======== PROVIDED TEXT ========

Mark 4:35 On that day, when evening came, He *said to them, “Let us go over to the other side.” 
Mark 4:36 Leaving the crowd, they *took Him along with them in the boat, just as He was; and other boats were with Him. 
Mark 4:37 And there *arose a fierce gale of wind, and the waves were breaking over the boat so much that the boat was already filling up.
Mark 4:38 Jesus Himself was in the stern, asleep on the cushion; and they *woke Him and *said to Him, “Teacher, do You not care that we are perishing?” 
Mark 4:39 And He got up and rebuked the wind and said to the sea, “Hush, be still.” And the wind died down and  it became perfectly calm. 
Mark 4:40 And He said to them, “Why are you afraid? Do you still have no faith?”
Mark 4:41 They became very much afraid and said to one another, “Who then is this, that even the wind and the sea obey Him?”
  • Let’s pray

  • Pain and peace somehow are able to coexist with each other without ever interrupting the one.

    • This perplexity of peace in the midst of the storm almost seems unorthodox at best.

      • Yet we see the beauty of its coexisting ability in one of the most well-known hymns in the church today written by Horatio Spafford

      • I’ll just recite the first half:

When peace like a river attendeth my way
When sorrows like sea billows roll
Whatever my lot, Thou hast taught me to say
It is well, it is well with my soul
  • Tonight’s section of scripture is no exception.

    • Tonight’s text takes us into a closer and more intimate look at Jesus.

    • His closest followers including the twelve will have their minds rocked as they witness the very power of God demonstrated in the very person of Jesus Christ.

    • They will come face to face with yet more illumination as to the very identity of Jesus Christ.

      • If you thought the disciples had an idea or an inkling about Jesus before, then it’s about to get even more interesting.

      • Pick me up at verse 35

Mark 4:35 On that day, when evening came, He *said to them, “Let us go over to the other side.”
  • As we come to the end of Mark 4, Mark begins this section in a very peculiar way.

    • Notice, the text begins with the phrase, “On that day, when evening came…”

      • As a good bible student, we should recognize that the start of the sentence begs a question:

      • “What day is Mark referring to and why would he begin the sentence in this way?”

    • And if we follow the narrative up to this point, we see that, apparently, the day in which Mark is referring to is the same day that Israel (nationally) committed the unpardonable sin.

      • This was the day in which Jesus pronounced judgment upon that specific generation in Israel for the rejection of their Messiah and His Kingdom.

      • It was also on that day that Jesus introduced the aspect of the mystery Kingdom in which He explained in Parables.

    • We discovered that Jesus speaking in parables would be His new method of teaching, communicating truth about the Kingdom.

      • He would no longer speak openly about the Kingdom, but only in parables.

    • However, for those considered an insider, He would explain to them the meaning of the parable.

======== MATERIAL ========

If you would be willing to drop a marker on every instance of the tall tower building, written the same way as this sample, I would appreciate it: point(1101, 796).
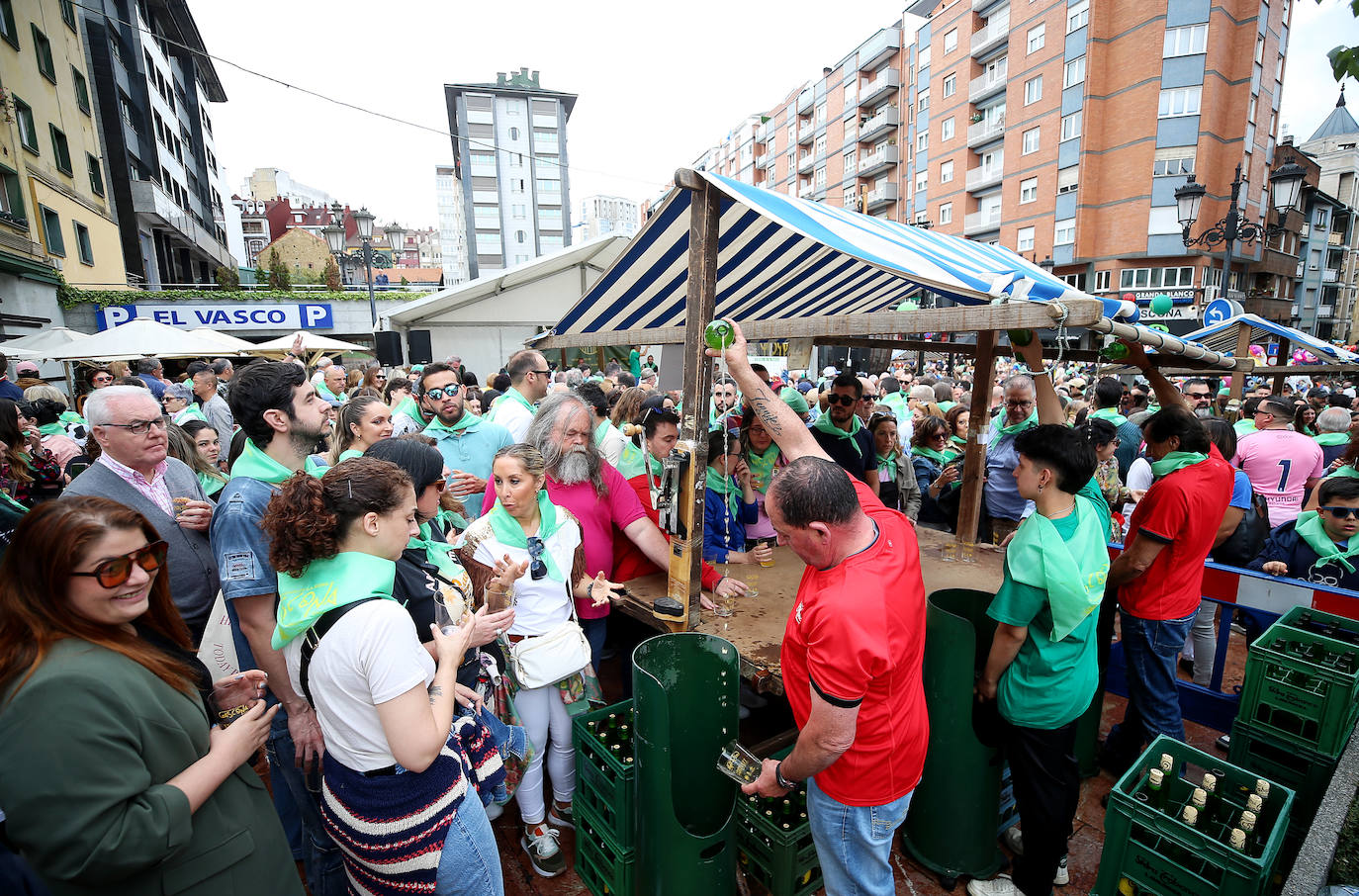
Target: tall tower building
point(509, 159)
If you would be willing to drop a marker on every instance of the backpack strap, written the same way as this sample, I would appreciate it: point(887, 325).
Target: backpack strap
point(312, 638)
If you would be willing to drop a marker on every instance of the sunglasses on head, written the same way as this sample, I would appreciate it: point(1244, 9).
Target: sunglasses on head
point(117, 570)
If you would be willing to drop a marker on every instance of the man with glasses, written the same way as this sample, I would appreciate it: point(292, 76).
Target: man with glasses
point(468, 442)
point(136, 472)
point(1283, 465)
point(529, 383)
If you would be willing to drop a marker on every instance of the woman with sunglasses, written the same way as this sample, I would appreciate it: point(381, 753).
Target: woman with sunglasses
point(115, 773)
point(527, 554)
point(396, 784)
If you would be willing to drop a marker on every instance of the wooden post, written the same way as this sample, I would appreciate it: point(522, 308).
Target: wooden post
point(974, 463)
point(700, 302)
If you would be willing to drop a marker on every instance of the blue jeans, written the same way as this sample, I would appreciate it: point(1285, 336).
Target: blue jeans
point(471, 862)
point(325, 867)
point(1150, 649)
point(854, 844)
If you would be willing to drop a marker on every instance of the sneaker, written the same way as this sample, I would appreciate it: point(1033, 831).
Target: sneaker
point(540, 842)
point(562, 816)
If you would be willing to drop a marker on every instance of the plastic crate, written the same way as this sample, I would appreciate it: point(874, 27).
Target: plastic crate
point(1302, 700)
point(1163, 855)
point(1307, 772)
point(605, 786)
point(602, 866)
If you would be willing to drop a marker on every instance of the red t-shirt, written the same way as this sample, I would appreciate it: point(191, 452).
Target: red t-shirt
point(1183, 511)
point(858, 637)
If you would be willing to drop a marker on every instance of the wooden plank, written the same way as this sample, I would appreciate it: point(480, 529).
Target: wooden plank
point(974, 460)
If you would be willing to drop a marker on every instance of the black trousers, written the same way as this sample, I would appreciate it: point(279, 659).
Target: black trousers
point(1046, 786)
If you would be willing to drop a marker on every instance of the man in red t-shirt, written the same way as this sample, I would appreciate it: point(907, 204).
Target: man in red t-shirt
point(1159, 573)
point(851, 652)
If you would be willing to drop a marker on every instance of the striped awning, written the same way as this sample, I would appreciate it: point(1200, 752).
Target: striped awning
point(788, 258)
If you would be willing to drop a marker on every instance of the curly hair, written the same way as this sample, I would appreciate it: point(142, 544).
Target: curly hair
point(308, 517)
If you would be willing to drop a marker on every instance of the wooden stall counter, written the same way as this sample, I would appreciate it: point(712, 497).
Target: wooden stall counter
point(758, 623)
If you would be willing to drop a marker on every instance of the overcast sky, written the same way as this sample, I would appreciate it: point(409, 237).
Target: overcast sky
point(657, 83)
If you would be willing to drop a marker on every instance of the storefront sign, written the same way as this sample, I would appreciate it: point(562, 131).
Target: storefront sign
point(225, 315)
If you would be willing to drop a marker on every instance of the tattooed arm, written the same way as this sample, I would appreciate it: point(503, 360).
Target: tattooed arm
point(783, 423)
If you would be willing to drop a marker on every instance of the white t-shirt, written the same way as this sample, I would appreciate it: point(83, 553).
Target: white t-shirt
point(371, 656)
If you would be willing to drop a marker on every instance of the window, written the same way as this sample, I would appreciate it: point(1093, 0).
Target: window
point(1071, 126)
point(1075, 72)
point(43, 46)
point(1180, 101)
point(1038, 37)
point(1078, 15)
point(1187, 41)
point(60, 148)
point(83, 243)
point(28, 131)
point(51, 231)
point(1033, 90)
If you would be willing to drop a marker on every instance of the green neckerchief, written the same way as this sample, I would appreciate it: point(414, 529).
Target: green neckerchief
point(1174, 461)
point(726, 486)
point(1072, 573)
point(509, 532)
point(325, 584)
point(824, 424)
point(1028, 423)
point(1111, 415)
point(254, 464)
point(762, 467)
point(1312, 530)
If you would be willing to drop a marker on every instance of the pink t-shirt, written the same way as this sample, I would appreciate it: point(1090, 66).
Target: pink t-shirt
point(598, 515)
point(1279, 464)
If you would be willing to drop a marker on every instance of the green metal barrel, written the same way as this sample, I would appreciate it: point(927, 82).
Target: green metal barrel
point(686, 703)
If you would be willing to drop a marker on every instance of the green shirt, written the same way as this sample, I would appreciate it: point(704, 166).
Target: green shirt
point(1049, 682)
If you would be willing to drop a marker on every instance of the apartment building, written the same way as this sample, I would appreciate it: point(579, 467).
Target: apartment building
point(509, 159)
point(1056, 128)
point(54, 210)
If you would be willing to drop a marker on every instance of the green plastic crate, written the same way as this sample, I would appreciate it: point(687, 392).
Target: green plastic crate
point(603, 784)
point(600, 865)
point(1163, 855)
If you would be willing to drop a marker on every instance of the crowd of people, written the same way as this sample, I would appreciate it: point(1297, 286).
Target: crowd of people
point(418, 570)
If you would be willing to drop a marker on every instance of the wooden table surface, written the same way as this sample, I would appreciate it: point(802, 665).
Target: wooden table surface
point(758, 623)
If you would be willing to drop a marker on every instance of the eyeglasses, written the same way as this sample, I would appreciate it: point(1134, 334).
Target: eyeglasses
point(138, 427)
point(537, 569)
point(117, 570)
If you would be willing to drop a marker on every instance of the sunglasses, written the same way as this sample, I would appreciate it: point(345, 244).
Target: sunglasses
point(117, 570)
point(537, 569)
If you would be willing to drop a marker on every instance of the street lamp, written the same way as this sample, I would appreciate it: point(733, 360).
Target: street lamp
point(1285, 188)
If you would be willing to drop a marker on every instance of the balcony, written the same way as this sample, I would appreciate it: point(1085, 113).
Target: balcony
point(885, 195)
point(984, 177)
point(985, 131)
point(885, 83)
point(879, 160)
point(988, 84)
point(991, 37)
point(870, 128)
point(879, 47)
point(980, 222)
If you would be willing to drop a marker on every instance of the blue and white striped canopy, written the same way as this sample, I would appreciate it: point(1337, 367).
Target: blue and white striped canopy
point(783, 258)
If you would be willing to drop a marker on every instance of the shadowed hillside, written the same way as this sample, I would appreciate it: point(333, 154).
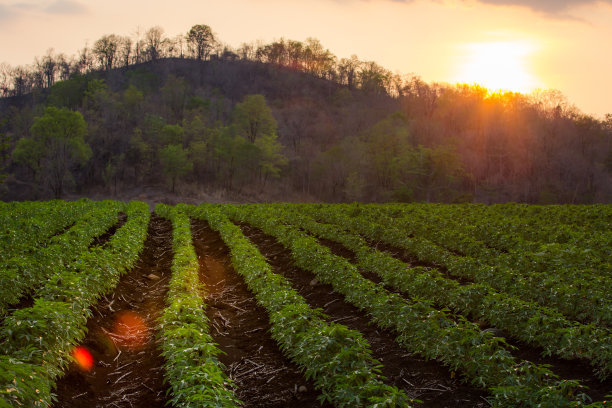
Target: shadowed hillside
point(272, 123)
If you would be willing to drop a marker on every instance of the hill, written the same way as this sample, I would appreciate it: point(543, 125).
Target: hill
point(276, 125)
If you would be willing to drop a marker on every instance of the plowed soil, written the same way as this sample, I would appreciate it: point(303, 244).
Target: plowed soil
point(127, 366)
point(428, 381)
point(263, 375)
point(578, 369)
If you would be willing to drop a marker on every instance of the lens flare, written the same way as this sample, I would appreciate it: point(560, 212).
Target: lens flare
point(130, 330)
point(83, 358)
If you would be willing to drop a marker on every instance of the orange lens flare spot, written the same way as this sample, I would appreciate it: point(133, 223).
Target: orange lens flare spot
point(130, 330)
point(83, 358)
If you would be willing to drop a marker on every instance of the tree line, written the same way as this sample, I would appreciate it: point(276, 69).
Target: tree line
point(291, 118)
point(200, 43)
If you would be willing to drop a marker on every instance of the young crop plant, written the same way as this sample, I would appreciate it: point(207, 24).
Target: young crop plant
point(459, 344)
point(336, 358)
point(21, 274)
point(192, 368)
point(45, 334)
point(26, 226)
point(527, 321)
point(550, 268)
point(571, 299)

========
======== MATERIAL ========

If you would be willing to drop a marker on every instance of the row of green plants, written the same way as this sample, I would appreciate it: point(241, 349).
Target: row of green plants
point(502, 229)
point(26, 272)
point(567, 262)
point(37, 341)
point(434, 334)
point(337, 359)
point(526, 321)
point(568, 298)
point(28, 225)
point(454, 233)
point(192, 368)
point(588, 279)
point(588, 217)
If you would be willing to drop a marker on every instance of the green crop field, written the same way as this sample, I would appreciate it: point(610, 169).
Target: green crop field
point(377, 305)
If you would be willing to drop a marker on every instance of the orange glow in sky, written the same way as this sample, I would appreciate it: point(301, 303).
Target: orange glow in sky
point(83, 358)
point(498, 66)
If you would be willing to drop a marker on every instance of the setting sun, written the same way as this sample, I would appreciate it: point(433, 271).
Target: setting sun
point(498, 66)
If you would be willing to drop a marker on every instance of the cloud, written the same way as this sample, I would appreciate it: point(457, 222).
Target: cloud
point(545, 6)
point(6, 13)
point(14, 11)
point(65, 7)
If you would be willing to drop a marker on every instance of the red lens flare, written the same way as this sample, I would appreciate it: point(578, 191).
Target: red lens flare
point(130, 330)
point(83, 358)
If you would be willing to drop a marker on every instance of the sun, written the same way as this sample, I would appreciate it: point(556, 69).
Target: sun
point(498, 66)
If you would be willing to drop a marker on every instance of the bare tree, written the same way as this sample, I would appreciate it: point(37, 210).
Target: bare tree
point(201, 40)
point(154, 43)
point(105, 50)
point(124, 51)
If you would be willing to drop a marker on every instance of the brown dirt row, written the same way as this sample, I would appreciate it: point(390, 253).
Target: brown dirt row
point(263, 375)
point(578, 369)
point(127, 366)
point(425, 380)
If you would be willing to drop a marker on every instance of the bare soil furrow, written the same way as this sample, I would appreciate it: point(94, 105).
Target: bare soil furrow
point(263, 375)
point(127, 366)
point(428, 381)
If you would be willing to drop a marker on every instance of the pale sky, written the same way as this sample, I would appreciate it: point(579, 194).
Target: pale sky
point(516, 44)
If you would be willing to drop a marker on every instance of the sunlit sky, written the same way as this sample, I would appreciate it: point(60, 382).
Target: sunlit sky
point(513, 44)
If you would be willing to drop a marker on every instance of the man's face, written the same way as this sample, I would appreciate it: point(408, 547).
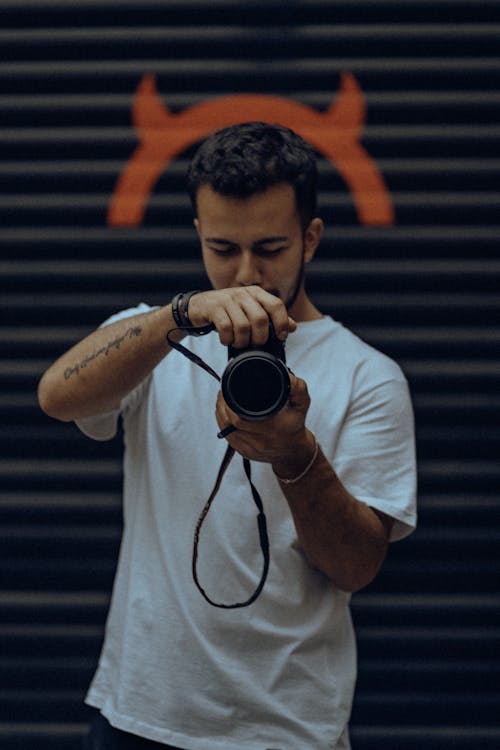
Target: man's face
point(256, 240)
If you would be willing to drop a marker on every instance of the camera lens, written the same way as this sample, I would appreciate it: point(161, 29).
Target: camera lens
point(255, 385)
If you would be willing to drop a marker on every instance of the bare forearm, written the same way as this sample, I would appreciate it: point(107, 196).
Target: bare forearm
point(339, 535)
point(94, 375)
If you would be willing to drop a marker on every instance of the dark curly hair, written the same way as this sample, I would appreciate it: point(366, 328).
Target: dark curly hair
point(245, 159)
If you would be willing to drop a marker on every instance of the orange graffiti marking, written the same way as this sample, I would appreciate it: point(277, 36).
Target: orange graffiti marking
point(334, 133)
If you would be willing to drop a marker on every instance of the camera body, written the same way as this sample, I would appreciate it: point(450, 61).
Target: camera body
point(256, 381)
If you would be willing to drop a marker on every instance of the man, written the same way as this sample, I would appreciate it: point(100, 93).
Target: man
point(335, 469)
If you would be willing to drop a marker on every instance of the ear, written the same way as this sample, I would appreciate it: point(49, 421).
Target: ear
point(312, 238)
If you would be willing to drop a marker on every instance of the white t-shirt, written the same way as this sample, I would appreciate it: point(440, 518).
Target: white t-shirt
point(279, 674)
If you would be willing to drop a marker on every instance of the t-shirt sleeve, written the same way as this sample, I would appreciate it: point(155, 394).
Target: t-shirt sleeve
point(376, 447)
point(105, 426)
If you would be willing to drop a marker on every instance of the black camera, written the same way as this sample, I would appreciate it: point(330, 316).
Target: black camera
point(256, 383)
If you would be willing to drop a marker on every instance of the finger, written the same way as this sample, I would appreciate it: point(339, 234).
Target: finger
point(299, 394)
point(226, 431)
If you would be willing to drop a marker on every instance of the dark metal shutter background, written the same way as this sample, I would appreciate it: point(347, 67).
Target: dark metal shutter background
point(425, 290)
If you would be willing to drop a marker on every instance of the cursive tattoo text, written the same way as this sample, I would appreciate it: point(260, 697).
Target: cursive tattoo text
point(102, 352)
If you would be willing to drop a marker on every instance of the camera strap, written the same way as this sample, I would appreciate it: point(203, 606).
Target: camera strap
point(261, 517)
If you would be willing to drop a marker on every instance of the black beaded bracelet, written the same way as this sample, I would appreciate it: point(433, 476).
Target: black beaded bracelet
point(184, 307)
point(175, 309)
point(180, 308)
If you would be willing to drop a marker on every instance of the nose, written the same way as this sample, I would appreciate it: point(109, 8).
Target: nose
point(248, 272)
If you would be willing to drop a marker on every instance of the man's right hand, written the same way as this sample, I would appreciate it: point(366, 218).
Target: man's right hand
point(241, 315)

========

-- TASK INSTRUCTIONS --
(1) In the sermon on Mark 4, who wrote the hymn that is partly recited?
(2) Proceed with the sermon on Mark 4, picking up right after its final sentence.
The entries are separate material, apart from the sermon on Mark 4.

-- WRITTEN ANSWERS --
(1) Horatio Spafford

(2)
      • Just to refresh our memory, without going into too much detail, the parables we discussed were the following:

        • 1. The Parable of the Soils

        • 2. The Parable of the Growing Seed

        • 3. The Parable of the Mustard Seed

      • Again, if you have not had the chance to hear those teachings, we encourage you to go to the ministry website or the ministry app for those teachings.

    • So, all in all, this day, that Mark mentions at the top of our text tonight is quite a significant day.

      • The day was filled with rejection, much teaching, and will ultimately explain Jesus’ pattern of reaching others with the message of the Kingdom.

      • As a note, while we move throughout this section of scripture, we will see, yet again, another dimension of Jesus’ identity.

    • Mark follows up his opening line by mentioning that, when evening came, Jesus told His disciples and the twelve, “Let us go to the other side.”

      • Remember that the context of this scene is taking place near the coast of the Sea of Galilee.

      • We can confirm this in Mark 3:7, Mark 4:1, and here in Mark 4:35. There is repeated phrases of “by the sea” or “near the sea”.

    • We can assume from Luke’s gospel that Jesus is located in the area of Magdala which was not too far from Capernaum off the Sea of Galilee.

      • The question that may be spinning in our minds at this moment may be, “What city is across the way on the other side that Jesus and the insiders will travel to?”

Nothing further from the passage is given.